* OBJECTIVE
Swap "pin" for "marker" in the material. Begin at the line that has "the rear wheel", stop after the line that has "(1202, 246)", and leave everything else unchanged.

A block of data:
※
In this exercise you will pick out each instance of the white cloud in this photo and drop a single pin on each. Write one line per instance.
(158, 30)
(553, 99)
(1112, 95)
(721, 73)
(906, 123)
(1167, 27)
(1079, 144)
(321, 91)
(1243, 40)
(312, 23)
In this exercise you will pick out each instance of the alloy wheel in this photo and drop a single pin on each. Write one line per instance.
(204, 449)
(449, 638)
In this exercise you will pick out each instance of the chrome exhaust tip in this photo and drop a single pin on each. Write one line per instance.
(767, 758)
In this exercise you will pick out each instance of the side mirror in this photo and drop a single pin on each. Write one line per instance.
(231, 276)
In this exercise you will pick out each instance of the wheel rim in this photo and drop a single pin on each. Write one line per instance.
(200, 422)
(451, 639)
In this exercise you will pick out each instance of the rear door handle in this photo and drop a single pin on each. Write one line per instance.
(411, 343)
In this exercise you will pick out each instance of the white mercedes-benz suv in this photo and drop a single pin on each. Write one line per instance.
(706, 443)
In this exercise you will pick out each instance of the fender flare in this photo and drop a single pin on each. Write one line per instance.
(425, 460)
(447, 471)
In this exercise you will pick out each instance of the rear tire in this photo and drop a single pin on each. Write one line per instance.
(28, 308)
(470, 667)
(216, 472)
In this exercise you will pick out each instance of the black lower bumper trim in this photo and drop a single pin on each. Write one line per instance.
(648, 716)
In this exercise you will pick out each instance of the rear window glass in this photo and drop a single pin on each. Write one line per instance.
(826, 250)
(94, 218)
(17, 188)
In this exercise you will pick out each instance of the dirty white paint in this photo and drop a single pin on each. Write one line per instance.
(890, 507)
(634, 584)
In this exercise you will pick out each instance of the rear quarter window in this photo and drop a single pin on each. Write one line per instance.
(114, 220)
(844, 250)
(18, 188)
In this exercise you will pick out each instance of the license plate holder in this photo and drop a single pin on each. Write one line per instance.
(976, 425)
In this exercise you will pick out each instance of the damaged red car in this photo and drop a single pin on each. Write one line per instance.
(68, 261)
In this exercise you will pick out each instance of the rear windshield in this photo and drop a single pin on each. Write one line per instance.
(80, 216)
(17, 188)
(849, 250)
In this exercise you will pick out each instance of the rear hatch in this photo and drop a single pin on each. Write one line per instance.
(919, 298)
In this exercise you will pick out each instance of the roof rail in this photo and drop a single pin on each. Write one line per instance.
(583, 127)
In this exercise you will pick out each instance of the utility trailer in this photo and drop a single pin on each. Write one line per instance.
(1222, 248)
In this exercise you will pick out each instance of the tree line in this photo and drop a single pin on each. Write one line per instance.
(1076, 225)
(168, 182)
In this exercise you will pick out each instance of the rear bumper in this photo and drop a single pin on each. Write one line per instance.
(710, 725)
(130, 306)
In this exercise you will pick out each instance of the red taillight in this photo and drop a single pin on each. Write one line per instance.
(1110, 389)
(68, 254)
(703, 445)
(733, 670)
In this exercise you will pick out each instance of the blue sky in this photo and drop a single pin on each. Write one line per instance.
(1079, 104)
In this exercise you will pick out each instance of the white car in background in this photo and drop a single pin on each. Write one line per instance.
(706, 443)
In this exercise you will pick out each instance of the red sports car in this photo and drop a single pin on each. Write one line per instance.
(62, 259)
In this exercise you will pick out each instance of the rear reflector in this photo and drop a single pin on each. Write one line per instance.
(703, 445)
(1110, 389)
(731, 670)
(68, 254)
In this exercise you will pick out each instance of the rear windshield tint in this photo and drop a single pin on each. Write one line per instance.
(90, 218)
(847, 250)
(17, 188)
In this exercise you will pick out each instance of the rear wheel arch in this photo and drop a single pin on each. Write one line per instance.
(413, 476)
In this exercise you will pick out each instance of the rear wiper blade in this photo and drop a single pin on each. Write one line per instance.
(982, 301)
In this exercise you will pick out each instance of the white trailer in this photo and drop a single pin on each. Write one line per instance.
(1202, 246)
※
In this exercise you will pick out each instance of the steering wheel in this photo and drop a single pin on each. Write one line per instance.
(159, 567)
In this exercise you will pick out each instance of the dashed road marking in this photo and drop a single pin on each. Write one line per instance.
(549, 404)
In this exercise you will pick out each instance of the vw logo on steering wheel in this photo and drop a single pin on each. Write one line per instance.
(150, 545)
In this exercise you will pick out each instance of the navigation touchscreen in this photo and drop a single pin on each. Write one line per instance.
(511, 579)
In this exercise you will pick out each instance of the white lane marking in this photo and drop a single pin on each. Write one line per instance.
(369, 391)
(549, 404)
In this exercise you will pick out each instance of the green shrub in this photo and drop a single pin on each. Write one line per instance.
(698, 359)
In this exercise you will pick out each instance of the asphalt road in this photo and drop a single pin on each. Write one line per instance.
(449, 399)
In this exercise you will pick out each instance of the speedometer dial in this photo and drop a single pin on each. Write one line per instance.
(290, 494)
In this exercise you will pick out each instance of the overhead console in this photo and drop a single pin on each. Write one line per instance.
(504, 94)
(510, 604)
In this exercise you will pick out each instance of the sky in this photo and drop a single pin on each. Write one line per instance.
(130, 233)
※
* TASK ANSWER
In this exercise you will pick out each instance of the rear wheel arch in this photo and drop a single marker on each. Write one line per instance.
(413, 476)
In this exercise you will pick out each instance of the rear wiper blade in this photo and drop a single marker on each. Write one line per instance.
(982, 301)
In this exercise you will pick out each instance of the white trailer in this photo and drop a single marker on each. Write one line per instance.
(1202, 246)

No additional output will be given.